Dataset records
——

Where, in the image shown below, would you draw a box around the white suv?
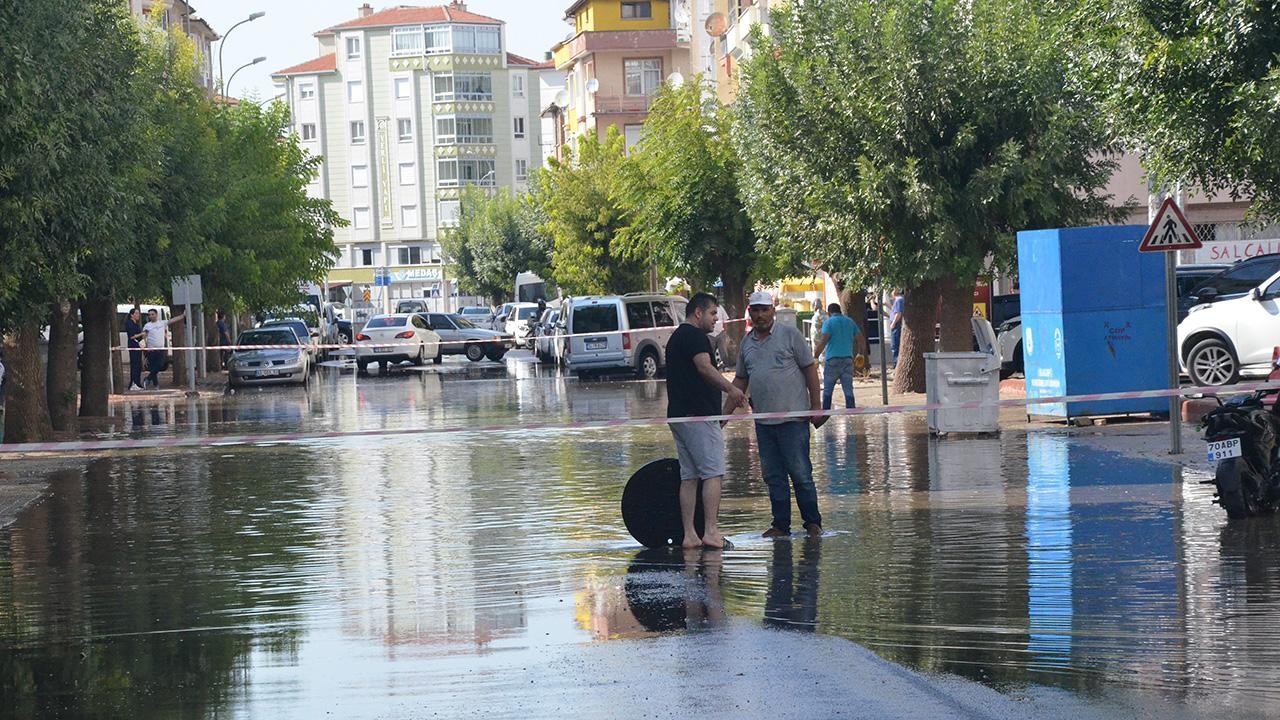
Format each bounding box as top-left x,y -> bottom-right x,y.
1178,266 -> 1280,386
563,292 -> 689,379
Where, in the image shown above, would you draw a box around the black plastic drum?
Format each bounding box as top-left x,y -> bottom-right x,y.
622,457 -> 703,547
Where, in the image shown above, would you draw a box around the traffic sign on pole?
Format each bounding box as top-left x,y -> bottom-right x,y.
1138,197 -> 1201,252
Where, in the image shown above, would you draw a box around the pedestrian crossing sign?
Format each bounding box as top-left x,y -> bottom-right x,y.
1138,197 -> 1201,252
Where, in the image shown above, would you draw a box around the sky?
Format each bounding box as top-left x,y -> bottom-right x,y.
199,0 -> 571,100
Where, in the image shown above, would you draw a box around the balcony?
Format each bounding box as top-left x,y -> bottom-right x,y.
556,29 -> 689,68
594,95 -> 653,115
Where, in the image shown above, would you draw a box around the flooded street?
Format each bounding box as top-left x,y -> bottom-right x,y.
0,359 -> 1280,717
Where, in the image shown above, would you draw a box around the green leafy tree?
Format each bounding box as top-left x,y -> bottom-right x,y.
444,186 -> 550,302
538,126 -> 649,295
0,0 -> 156,442
1100,0 -> 1280,222
618,77 -> 776,320
737,0 -> 1114,392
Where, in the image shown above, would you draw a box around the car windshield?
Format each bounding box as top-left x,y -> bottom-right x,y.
237,331 -> 298,345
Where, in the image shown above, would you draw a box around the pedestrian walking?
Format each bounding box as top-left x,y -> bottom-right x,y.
814,302 -> 861,410
124,305 -> 147,391
214,310 -> 232,369
888,290 -> 905,365
724,292 -> 827,538
667,292 -> 746,548
142,310 -> 186,387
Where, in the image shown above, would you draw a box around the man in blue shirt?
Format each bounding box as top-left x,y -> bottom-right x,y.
817,302 -> 859,410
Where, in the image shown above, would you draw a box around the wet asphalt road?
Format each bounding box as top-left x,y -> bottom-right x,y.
0,357 -> 1280,717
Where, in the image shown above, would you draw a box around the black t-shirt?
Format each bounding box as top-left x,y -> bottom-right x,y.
667,323 -> 721,418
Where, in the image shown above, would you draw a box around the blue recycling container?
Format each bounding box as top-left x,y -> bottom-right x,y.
1018,225 -> 1169,419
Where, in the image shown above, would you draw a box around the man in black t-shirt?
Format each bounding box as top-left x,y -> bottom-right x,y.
667,292 -> 746,548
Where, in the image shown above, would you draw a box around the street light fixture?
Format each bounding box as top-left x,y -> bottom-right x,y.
223,55 -> 266,97
218,12 -> 266,95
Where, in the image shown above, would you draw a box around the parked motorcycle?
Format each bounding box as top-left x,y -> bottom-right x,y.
1201,389 -> 1280,520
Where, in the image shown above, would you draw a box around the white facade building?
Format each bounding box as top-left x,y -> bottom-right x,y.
273,1 -> 556,309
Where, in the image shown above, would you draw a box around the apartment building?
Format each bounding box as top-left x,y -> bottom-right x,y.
128,0 -> 218,90
548,0 -> 714,155
273,1 -> 556,302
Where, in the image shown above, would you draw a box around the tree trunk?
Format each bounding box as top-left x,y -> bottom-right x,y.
4,320 -> 54,442
81,292 -> 115,418
893,279 -> 940,393
938,277 -> 974,352
45,300 -> 79,433
717,273 -> 750,368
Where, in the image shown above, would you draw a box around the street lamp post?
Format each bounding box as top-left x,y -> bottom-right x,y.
223,55 -> 266,97
218,12 -> 266,95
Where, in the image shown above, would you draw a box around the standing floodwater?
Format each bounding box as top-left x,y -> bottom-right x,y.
0,372 -> 1280,717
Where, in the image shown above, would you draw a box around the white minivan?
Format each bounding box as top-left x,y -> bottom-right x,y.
562,292 -> 689,379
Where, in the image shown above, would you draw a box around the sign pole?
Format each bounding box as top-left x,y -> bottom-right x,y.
1165,252 -> 1183,455
186,297 -> 196,395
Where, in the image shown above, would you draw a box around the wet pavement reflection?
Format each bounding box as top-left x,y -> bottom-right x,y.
0,361 -> 1280,717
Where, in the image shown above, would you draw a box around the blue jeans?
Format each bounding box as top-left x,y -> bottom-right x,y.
755,420 -> 822,533
822,357 -> 858,410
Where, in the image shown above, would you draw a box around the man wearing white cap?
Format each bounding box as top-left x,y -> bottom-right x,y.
724,292 -> 827,538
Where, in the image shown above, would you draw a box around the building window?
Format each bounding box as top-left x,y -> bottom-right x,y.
396,244 -> 422,265
435,158 -> 498,187
436,200 -> 462,225
431,73 -> 493,102
622,59 -> 662,95
453,26 -> 502,55
622,1 -> 653,20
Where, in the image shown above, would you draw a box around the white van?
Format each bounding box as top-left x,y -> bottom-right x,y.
563,292 -> 689,379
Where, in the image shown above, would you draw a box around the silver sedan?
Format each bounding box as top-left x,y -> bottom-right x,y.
227,327 -> 311,387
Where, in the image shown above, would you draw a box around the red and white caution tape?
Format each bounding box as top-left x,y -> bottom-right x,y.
0,382 -> 1280,456
111,318 -> 746,352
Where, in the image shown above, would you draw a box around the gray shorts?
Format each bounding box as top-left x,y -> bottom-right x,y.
671,420 -> 724,480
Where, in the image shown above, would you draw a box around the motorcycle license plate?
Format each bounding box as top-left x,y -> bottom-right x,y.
1208,437 -> 1240,462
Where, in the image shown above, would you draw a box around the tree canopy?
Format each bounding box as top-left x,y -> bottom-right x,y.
536,127 -> 649,295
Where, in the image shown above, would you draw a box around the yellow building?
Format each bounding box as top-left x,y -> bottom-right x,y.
548,0 -> 700,155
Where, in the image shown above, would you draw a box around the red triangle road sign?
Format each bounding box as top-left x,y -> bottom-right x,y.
1138,197 -> 1201,252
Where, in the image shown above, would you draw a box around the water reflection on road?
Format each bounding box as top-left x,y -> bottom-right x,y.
0,363 -> 1280,717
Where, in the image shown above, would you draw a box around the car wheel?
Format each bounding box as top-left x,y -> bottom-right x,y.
1187,337 -> 1240,387
636,348 -> 658,380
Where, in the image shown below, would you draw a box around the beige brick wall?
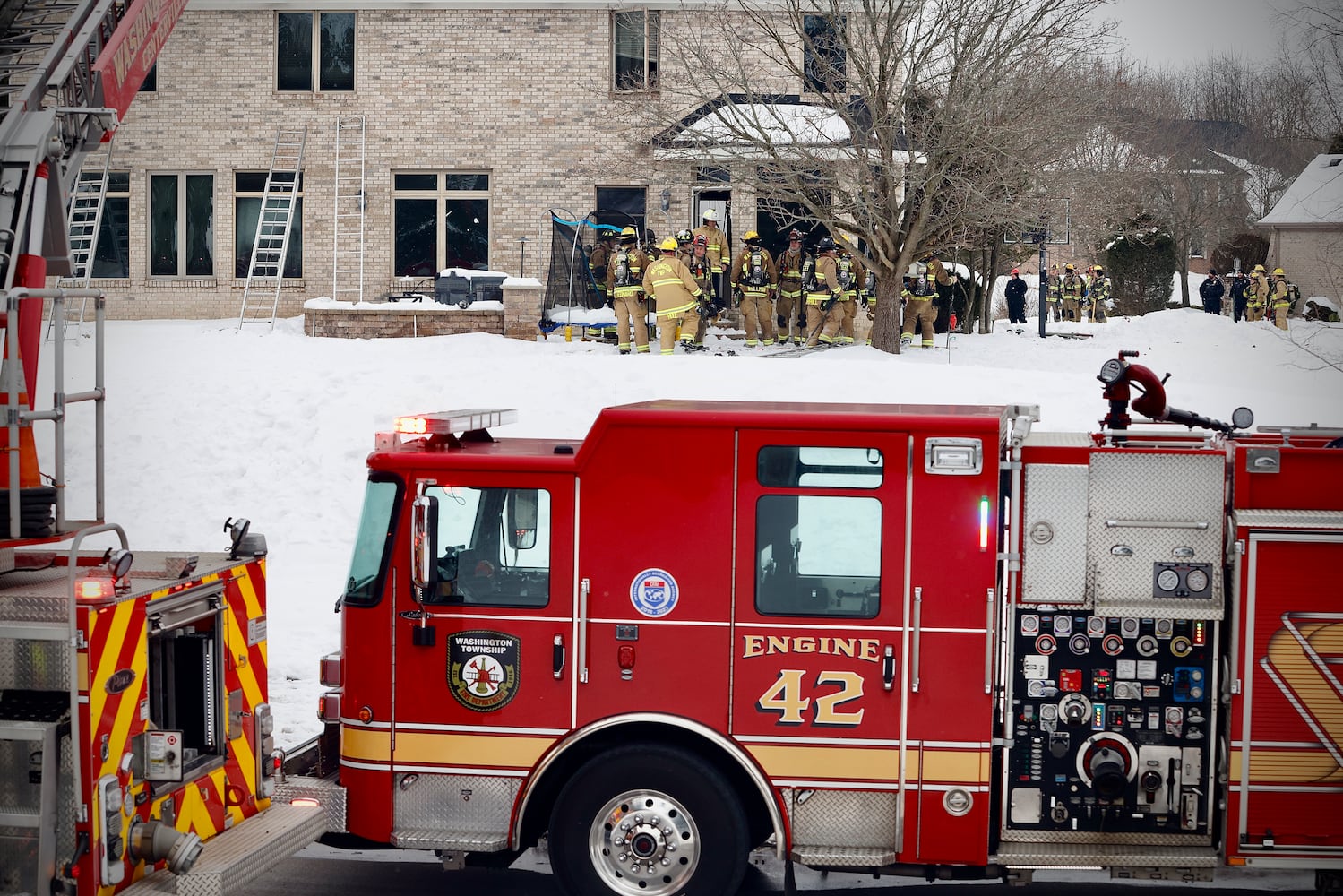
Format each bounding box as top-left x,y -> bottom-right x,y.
81,8 -> 796,318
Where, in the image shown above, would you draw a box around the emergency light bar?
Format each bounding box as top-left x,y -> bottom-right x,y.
392,407 -> 517,435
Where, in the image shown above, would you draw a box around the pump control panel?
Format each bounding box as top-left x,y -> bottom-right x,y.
1003,607 -> 1217,840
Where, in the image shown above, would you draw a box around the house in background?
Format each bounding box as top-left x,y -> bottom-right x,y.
63,0 -> 870,318
1259,154 -> 1343,299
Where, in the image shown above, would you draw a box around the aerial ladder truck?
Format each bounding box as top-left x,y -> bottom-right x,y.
0,0 -> 325,896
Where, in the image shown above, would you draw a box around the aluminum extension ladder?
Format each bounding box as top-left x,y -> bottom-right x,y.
331,116 -> 368,302
237,125 -> 307,329
47,141 -> 111,341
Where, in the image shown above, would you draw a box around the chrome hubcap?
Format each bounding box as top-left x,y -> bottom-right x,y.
589,790 -> 701,896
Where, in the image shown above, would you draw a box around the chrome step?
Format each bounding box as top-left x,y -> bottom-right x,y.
788,847 -> 897,868
988,842 -> 1218,868
392,828 -> 508,853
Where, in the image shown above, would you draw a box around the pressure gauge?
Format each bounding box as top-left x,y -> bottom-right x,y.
1184,570 -> 1208,591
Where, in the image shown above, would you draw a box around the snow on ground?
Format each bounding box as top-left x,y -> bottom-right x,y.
38,309 -> 1343,745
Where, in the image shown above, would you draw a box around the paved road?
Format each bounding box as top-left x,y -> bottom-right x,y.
248,845 -> 1313,896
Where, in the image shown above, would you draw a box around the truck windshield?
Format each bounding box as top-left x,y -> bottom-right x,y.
342,478 -> 401,607
425,485 -> 551,607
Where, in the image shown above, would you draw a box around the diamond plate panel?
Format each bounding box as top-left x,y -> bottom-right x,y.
392,772 -> 521,837
783,790 -> 900,864
0,590 -> 70,627
1087,452 -> 1227,619
0,638 -> 70,692
988,836 -> 1218,868
1020,463 -> 1088,606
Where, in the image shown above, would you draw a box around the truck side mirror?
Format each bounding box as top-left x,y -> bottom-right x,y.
411,495 -> 438,594
506,489 -> 538,551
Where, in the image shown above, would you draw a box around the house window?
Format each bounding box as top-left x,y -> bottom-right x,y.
92,170 -> 130,280
234,170 -> 304,278
392,172 -> 490,277
149,173 -> 215,277
275,12 -> 355,91
597,186 -> 649,234
802,16 -> 845,92
611,9 -> 659,90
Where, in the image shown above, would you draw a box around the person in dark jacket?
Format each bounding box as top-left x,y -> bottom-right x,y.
1198,269 -> 1227,314
1003,267 -> 1026,323
1232,271 -> 1251,323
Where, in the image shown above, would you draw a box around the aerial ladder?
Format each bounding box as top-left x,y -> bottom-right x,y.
0,0 -> 178,544
0,0 -> 325,896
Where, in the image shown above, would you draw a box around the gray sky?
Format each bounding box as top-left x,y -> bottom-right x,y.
1103,0 -> 1311,68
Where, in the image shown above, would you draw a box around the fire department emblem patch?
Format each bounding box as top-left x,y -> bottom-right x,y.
447,630 -> 522,712
630,570 -> 681,619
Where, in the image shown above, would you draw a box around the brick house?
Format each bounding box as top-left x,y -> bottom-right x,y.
1259,153 -> 1343,301
71,0 -> 848,318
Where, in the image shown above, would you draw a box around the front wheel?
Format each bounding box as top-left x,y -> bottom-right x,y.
549,745 -> 748,896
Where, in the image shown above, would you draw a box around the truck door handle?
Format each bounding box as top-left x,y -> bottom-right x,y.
551,634 -> 564,678
909,589 -> 923,694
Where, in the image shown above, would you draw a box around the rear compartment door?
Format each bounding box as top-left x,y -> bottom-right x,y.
1229,530 -> 1343,857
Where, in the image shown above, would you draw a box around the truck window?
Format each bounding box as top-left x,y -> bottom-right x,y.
756,495 -> 881,618
756,444 -> 882,489
344,477 -> 401,607
425,485 -> 551,607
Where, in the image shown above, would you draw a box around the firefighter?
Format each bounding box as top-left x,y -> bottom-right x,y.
835,234 -> 867,345
1058,262 -> 1087,321
643,237 -> 703,355
1270,267 -> 1292,329
923,253 -> 956,331
732,229 -> 779,348
900,269 -> 937,348
775,229 -> 808,345
1090,264 -> 1114,323
676,234 -> 713,352
802,237 -> 842,348
606,227 -> 649,355
1045,264 -> 1063,323
693,208 -> 727,307
1003,267 -> 1026,323
1232,270 -> 1251,323
1245,264 -> 1270,323
589,227 -> 616,307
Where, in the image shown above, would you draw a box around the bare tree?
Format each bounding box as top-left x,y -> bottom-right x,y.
615,0 -> 1108,352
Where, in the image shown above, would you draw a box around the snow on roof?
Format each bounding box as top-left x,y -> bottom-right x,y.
1260,153 -> 1343,227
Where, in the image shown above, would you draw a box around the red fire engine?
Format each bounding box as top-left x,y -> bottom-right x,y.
302,353 -> 1343,895
0,0 -> 325,896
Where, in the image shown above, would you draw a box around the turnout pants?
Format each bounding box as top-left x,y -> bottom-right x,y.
611,296 -> 649,353
741,290 -> 773,348
900,298 -> 937,348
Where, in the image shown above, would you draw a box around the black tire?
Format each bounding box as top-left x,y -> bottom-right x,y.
549,745 -> 748,896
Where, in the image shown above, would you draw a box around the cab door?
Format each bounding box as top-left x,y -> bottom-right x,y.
390,474 -> 573,850
730,431 -> 909,866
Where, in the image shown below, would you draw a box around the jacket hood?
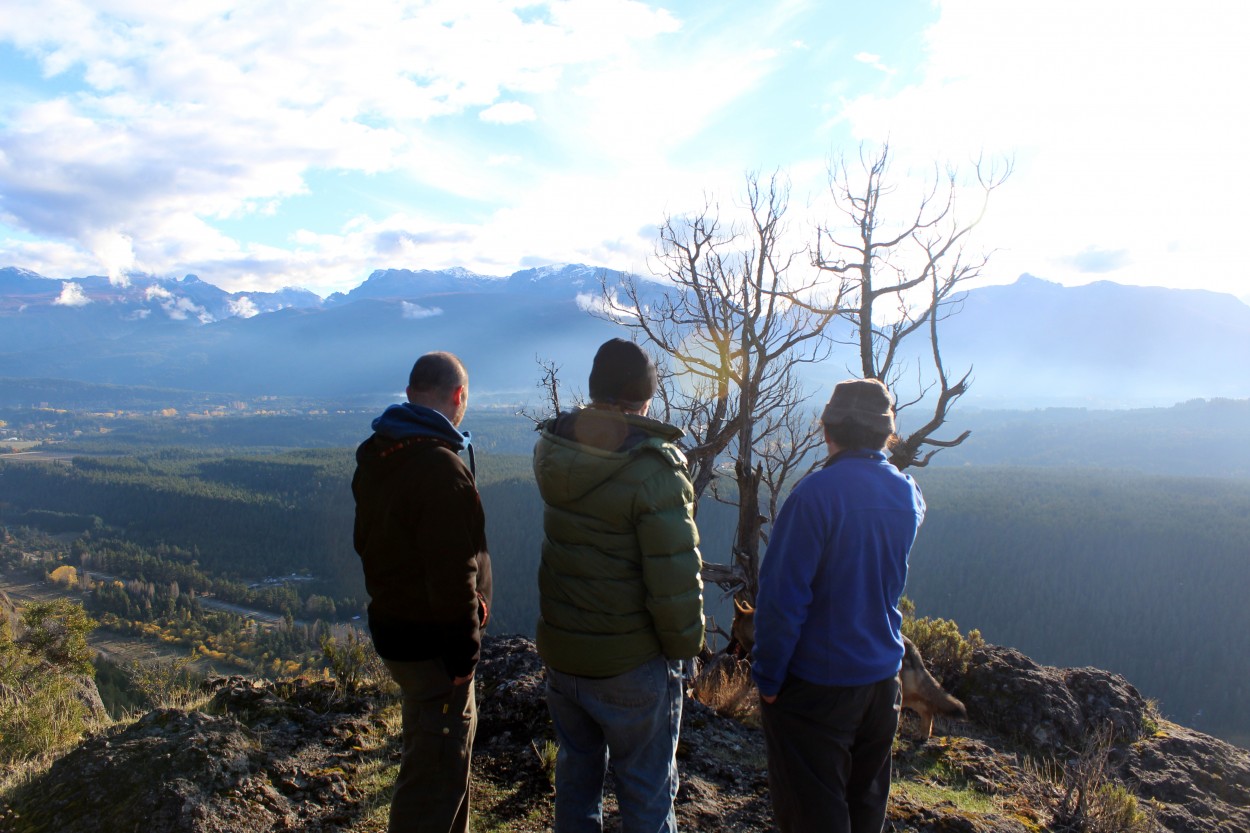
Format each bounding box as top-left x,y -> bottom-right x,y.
374,401 -> 470,452
534,409 -> 686,505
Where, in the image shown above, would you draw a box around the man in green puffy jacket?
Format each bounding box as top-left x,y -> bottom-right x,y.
534,339 -> 704,833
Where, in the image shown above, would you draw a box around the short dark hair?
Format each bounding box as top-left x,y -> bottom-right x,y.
825,419 -> 899,452
408,351 -> 469,394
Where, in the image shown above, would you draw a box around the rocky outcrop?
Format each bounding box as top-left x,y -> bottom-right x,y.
1119,723 -> 1250,833
0,637 -> 1250,833
14,677 -> 373,833
958,637 -> 1148,754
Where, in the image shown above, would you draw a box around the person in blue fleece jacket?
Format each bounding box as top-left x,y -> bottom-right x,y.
751,379 -> 925,833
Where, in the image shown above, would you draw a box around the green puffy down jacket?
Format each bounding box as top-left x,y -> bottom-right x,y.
534,409 -> 704,678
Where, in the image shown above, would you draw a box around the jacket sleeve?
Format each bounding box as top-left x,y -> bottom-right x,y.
636,457 -> 704,659
751,485 -> 825,697
416,450 -> 490,677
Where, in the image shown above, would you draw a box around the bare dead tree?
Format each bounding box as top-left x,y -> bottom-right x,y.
516,356 -> 584,425
813,144 -> 1011,469
605,174 -> 843,605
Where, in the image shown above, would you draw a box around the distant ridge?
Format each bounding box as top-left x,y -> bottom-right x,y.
0,264 -> 1250,408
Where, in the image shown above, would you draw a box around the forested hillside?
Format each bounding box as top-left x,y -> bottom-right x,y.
0,449 -> 1250,743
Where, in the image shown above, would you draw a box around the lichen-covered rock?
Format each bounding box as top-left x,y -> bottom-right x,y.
14,677 -> 369,833
956,645 -> 1085,750
1119,722 -> 1250,833
958,637 -> 1148,753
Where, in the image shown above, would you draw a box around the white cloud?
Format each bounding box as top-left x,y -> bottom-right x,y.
844,0 -> 1250,293
226,295 -> 260,318
478,101 -> 538,124
0,0 -> 695,283
400,301 -> 443,320
53,281 -> 91,306
144,284 -> 214,324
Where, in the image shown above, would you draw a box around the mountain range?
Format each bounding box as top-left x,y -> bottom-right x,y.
0,265 -> 1250,408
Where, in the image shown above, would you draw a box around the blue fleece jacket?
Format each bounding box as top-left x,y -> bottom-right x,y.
753,450 -> 925,695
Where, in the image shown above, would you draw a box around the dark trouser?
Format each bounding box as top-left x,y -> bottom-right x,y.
760,677 -> 903,833
384,659 -> 478,833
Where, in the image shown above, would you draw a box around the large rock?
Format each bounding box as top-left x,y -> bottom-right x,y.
1119,723 -> 1250,833
8,677 -> 369,833
958,637 -> 1148,753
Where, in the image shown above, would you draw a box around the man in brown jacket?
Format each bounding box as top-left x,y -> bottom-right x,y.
351,353 -> 491,833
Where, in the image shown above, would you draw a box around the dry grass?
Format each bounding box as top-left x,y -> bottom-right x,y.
690,654 -> 760,725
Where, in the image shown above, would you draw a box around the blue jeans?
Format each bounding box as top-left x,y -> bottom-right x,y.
546,657 -> 681,833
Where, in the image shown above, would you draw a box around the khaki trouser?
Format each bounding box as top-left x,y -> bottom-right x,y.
384,659 -> 478,833
760,675 -> 903,833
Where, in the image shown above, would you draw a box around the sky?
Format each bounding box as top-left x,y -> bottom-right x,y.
0,0 -> 1250,300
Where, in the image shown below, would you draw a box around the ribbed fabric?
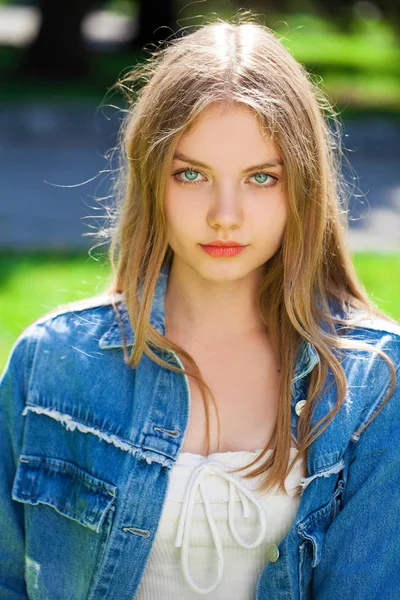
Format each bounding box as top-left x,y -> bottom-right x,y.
135,448 -> 305,600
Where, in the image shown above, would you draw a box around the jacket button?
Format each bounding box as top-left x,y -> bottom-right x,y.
267,544 -> 279,562
294,400 -> 307,416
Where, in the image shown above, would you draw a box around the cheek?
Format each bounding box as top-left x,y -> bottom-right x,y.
164,186 -> 204,235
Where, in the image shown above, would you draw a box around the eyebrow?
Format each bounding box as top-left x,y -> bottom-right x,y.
173,152 -> 283,173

——

→ **EXERCISE**: Copy out verbatim the part of the data above that starts with the line containing "the tree trunk?" and ends with the line containing "0,372 -> 1280,717", both of those lines included.

→ **TASK ANSWER**:
Where, in the image shown above, would you draw a box around the tree trunk?
Format each bounding box as top-left x,y -> bottom-right x,y.
4,320 -> 54,442
81,292 -> 115,418
893,279 -> 940,393
938,277 -> 974,352
45,300 -> 79,433
717,273 -> 750,368
Where, in the image shown above, would you draw a box around the street lamp post?
Format each bounding box as top-left x,y -> bottom-right x,y.
223,55 -> 266,97
218,12 -> 266,95
Where, in the image shown above, would you draw a box around the standing floodwater?
Format each bounding box as top-left x,y -> bottom-right x,y.
0,372 -> 1280,717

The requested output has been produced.